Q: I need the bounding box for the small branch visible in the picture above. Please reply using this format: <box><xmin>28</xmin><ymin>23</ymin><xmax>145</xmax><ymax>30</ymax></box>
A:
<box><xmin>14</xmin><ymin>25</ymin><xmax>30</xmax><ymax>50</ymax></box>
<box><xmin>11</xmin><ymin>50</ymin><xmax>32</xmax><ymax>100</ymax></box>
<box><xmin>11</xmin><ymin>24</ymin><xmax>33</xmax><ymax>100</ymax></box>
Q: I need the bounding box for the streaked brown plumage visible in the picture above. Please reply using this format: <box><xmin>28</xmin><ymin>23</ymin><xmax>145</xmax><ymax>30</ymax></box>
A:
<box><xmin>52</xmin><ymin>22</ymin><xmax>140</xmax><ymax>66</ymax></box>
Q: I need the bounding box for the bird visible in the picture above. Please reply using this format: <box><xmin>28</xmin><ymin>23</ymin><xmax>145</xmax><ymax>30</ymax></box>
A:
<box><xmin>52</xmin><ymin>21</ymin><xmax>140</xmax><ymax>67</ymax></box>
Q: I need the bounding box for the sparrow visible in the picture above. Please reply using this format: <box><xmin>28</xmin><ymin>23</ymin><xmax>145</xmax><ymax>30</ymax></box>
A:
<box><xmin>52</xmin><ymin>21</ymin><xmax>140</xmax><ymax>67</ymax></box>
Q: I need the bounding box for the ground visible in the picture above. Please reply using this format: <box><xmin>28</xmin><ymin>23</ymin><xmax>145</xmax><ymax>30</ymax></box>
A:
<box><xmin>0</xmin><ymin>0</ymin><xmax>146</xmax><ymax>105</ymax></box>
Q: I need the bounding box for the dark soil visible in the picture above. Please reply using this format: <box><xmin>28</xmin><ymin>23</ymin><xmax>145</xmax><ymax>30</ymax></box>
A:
● ● ●
To be done
Starting at the line that contains "Q: I need the bounding box for the dark" and continuing through the end of the data, rewrite those lines with "soil" changed to "earth" and nothing else altered.

The solution
Q: I need the bounding box for the dark earth visible in the picture above. Please reply using this format: <box><xmin>28</xmin><ymin>23</ymin><xmax>145</xmax><ymax>30</ymax></box>
A:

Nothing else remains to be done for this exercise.